*What you will do*. Copy the data exactly as it appears, and do not include any pictures.

*Input for this task*.
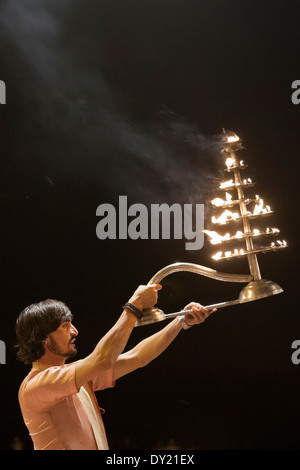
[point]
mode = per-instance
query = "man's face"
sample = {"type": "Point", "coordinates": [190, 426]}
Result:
{"type": "Point", "coordinates": [62, 340]}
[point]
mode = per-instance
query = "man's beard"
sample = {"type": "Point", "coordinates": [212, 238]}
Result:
{"type": "Point", "coordinates": [56, 349]}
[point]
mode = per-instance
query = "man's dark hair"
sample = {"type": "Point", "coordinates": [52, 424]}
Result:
{"type": "Point", "coordinates": [35, 323]}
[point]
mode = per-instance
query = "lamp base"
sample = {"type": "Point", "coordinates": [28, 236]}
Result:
{"type": "Point", "coordinates": [259, 289]}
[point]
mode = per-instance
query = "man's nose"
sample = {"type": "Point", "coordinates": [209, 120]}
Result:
{"type": "Point", "coordinates": [74, 331]}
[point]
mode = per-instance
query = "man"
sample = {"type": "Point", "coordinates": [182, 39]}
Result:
{"type": "Point", "coordinates": [57, 400]}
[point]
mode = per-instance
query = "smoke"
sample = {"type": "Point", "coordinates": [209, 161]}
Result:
{"type": "Point", "coordinates": [69, 122]}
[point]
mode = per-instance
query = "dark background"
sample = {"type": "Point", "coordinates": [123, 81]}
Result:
{"type": "Point", "coordinates": [109, 98]}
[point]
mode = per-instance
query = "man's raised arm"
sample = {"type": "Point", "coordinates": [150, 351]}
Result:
{"type": "Point", "coordinates": [112, 344]}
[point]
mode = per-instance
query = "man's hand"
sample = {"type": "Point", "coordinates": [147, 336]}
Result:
{"type": "Point", "coordinates": [145, 296]}
{"type": "Point", "coordinates": [198, 313]}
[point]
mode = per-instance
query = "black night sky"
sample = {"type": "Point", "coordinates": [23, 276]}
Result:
{"type": "Point", "coordinates": [110, 98]}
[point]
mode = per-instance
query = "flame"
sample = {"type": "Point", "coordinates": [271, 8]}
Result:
{"type": "Point", "coordinates": [260, 209]}
{"type": "Point", "coordinates": [230, 162]}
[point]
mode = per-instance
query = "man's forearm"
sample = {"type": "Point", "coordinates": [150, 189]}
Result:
{"type": "Point", "coordinates": [154, 345]}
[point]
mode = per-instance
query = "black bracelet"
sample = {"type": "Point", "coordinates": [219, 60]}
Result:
{"type": "Point", "coordinates": [135, 310]}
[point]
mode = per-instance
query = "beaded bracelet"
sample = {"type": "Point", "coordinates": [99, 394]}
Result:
{"type": "Point", "coordinates": [135, 310]}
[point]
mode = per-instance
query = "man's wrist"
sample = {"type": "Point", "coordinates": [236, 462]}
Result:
{"type": "Point", "coordinates": [183, 323]}
{"type": "Point", "coordinates": [133, 309]}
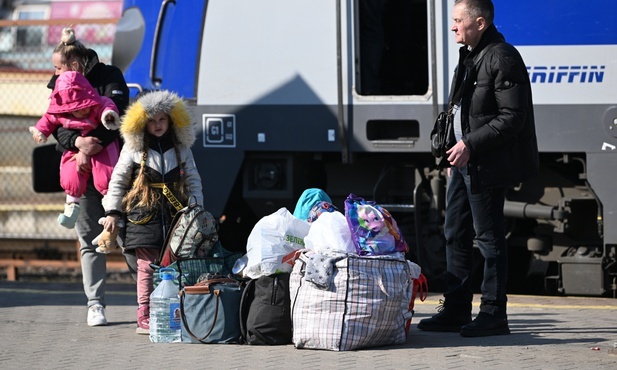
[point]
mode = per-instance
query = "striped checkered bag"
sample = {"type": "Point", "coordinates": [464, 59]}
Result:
{"type": "Point", "coordinates": [365, 305]}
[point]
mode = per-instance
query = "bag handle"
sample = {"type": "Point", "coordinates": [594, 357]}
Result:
{"type": "Point", "coordinates": [245, 303]}
{"type": "Point", "coordinates": [203, 287]}
{"type": "Point", "coordinates": [184, 321]}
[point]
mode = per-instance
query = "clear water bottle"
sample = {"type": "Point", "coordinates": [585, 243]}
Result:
{"type": "Point", "coordinates": [165, 310]}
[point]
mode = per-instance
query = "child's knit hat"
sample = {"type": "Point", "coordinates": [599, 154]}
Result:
{"type": "Point", "coordinates": [149, 105]}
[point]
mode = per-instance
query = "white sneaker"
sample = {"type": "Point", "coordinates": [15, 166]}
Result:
{"type": "Point", "coordinates": [96, 315]}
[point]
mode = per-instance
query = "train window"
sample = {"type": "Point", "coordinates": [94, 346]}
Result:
{"type": "Point", "coordinates": [392, 47]}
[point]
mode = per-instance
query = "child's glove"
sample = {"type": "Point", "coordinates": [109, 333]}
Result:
{"type": "Point", "coordinates": [37, 135]}
{"type": "Point", "coordinates": [110, 120]}
{"type": "Point", "coordinates": [107, 241]}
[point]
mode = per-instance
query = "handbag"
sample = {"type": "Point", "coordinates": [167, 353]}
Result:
{"type": "Point", "coordinates": [442, 135]}
{"type": "Point", "coordinates": [210, 311]}
{"type": "Point", "coordinates": [265, 313]}
{"type": "Point", "coordinates": [218, 260]}
{"type": "Point", "coordinates": [366, 304]}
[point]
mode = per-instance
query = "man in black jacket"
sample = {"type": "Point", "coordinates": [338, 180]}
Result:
{"type": "Point", "coordinates": [496, 148]}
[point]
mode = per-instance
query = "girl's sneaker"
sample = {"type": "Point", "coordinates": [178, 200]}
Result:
{"type": "Point", "coordinates": [69, 217]}
{"type": "Point", "coordinates": [143, 320]}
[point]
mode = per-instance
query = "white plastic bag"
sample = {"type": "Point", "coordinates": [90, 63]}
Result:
{"type": "Point", "coordinates": [272, 238]}
{"type": "Point", "coordinates": [330, 234]}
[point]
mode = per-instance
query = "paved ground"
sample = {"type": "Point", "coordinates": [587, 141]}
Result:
{"type": "Point", "coordinates": [43, 326]}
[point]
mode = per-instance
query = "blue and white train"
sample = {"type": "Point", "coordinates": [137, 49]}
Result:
{"type": "Point", "coordinates": [282, 104]}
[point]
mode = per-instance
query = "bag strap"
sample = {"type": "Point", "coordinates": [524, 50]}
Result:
{"type": "Point", "coordinates": [185, 323]}
{"type": "Point", "coordinates": [203, 287]}
{"type": "Point", "coordinates": [168, 194]}
{"type": "Point", "coordinates": [245, 303]}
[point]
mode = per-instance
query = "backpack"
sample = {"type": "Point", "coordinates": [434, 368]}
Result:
{"type": "Point", "coordinates": [265, 314]}
{"type": "Point", "coordinates": [192, 234]}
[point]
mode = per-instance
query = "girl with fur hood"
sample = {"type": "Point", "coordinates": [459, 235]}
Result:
{"type": "Point", "coordinates": [154, 178]}
{"type": "Point", "coordinates": [75, 104]}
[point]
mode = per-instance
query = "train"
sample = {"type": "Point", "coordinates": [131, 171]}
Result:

*Complete output*.
[point]
mode = per-instance
query = "man's face"
sample = {"type": "Point", "coordinates": [190, 426]}
Result:
{"type": "Point", "coordinates": [62, 340]}
[point]
mode = per-instance
query = "man's beard"
sample = {"type": "Point", "coordinates": [212, 238]}
Result:
{"type": "Point", "coordinates": [56, 349]}
[point]
mode = per-instance
query = "man's dark hair"
sample = {"type": "Point", "coordinates": [52, 424]}
Result:
{"type": "Point", "coordinates": [35, 323]}
[point]
mode = per-instance
query = "lamp base"
sample = {"type": "Point", "coordinates": [28, 236]}
Result:
{"type": "Point", "coordinates": [259, 289]}
[point]
mode = per-instance
query = "man's nose"
sample = {"type": "Point", "coordinates": [209, 120]}
Result:
{"type": "Point", "coordinates": [74, 331]}
[point]
mode = per-instance
query = "man"
sample = {"type": "Point", "coordinates": [182, 39]}
Result:
{"type": "Point", "coordinates": [57, 400]}
[point]
mode = per-instance
query = "smoke"
sample = {"type": "Point", "coordinates": [209, 161]}
Result:
{"type": "Point", "coordinates": [69, 122]}
[point]
mode = per-instance
query = "dark background"
sample = {"type": "Point", "coordinates": [123, 81]}
Result:
{"type": "Point", "coordinates": [109, 98]}
[point]
mode = per-instance
query = "man's raised arm"
sample = {"type": "Point", "coordinates": [150, 351]}
Result:
{"type": "Point", "coordinates": [112, 344]}
[point]
mode = per-instance
query = "man's hand"
sample = {"type": "Point", "coordinates": [147, 336]}
Result:
{"type": "Point", "coordinates": [145, 296]}
{"type": "Point", "coordinates": [198, 313]}
[point]
mode = per-instance
query = "black night sky"
sample = {"type": "Point", "coordinates": [23, 276]}
Result:
{"type": "Point", "coordinates": [110, 98]}
[point]
mode = per-instance
query = "flame"
sample = {"type": "Point", "coordinates": [271, 8]}
Result:
{"type": "Point", "coordinates": [260, 209]}
{"type": "Point", "coordinates": [230, 162]}
[point]
mode = per-instance
query = "man's forearm"
sample = {"type": "Point", "coordinates": [150, 189]}
Result:
{"type": "Point", "coordinates": [154, 345]}
[point]
mode = per-instance
query = "black bracelet"
sample = {"type": "Point", "coordinates": [219, 60]}
Result:
{"type": "Point", "coordinates": [135, 310]}
[point]
mode = per-instance
query = "beaded bracelet"
sample = {"type": "Point", "coordinates": [99, 394]}
Result:
{"type": "Point", "coordinates": [135, 310]}
[point]
mode = per-instance
query = "man's wrist"
sample = {"type": "Point", "coordinates": [236, 462]}
Result:
{"type": "Point", "coordinates": [183, 323]}
{"type": "Point", "coordinates": [133, 309]}
[point]
mode = per-instance
query = "striped checkered bag"
sample = {"type": "Point", "coordinates": [464, 59]}
Result:
{"type": "Point", "coordinates": [365, 305]}
[point]
mode = per-instance
query = "bag handle"
sample = {"type": "Point", "coordinates": [594, 357]}
Result:
{"type": "Point", "coordinates": [245, 303]}
{"type": "Point", "coordinates": [203, 287]}
{"type": "Point", "coordinates": [184, 321]}
[point]
mode = per-instance
query = "clear water bottle"
sample = {"type": "Point", "coordinates": [585, 243]}
Result:
{"type": "Point", "coordinates": [165, 310]}
[point]
mode = per-instance
query = "child's knit hat"
sample = {"type": "Point", "coordinates": [599, 154]}
Result:
{"type": "Point", "coordinates": [149, 105]}
[point]
mode = per-instance
query = "white sneaker"
sample = {"type": "Point", "coordinates": [15, 166]}
Result:
{"type": "Point", "coordinates": [96, 315]}
[point]
mode = per-instance
query = "train window"
sample = {"type": "Point", "coordinates": [94, 346]}
Result:
{"type": "Point", "coordinates": [392, 47]}
[point]
mode = per-instance
query = "child's glove"
sample = {"type": "Point", "coordinates": [109, 333]}
Result:
{"type": "Point", "coordinates": [37, 135]}
{"type": "Point", "coordinates": [110, 120]}
{"type": "Point", "coordinates": [107, 241]}
[point]
mode = per-instance
query = "handbag"
sample = {"type": "Point", "coordinates": [167, 353]}
Result:
{"type": "Point", "coordinates": [442, 135]}
{"type": "Point", "coordinates": [210, 311]}
{"type": "Point", "coordinates": [265, 313]}
{"type": "Point", "coordinates": [218, 260]}
{"type": "Point", "coordinates": [366, 304]}
[point]
mode = per-instance
query = "man in black jacket"
sample = {"type": "Point", "coordinates": [338, 180]}
Result:
{"type": "Point", "coordinates": [496, 148]}
[point]
mode = per-instance
query = "girl's sneaker"
sample = {"type": "Point", "coordinates": [178, 200]}
Result:
{"type": "Point", "coordinates": [69, 217]}
{"type": "Point", "coordinates": [143, 320]}
[point]
mode = per-instance
query = "white plastic bag"
sample = {"type": "Point", "coordinates": [90, 63]}
Result:
{"type": "Point", "coordinates": [272, 238]}
{"type": "Point", "coordinates": [330, 234]}
[point]
mode = per-instance
query = "paved ground"
sample = {"type": "Point", "coordinates": [587, 141]}
Result:
{"type": "Point", "coordinates": [43, 326]}
[point]
mode = per-instance
query = "blue and white train"
sample = {"type": "Point", "coordinates": [137, 49]}
Result:
{"type": "Point", "coordinates": [282, 104]}
[point]
mode = per-instance
query = "bag strap"
sample = {"type": "Point", "coordinates": [524, 50]}
Result:
{"type": "Point", "coordinates": [185, 323]}
{"type": "Point", "coordinates": [203, 287]}
{"type": "Point", "coordinates": [168, 194]}
{"type": "Point", "coordinates": [245, 303]}
[point]
mode = per-instance
query = "backpack"
sample = {"type": "Point", "coordinates": [434, 368]}
Result:
{"type": "Point", "coordinates": [265, 314]}
{"type": "Point", "coordinates": [192, 234]}
[point]
mode = per-instance
query = "girl with fur hood"
sample = {"type": "Point", "coordinates": [459, 235]}
Result:
{"type": "Point", "coordinates": [154, 178]}
{"type": "Point", "coordinates": [75, 104]}
[point]
mode = per-instance
query = "train"
sample = {"type": "Point", "coordinates": [131, 171]}
Result:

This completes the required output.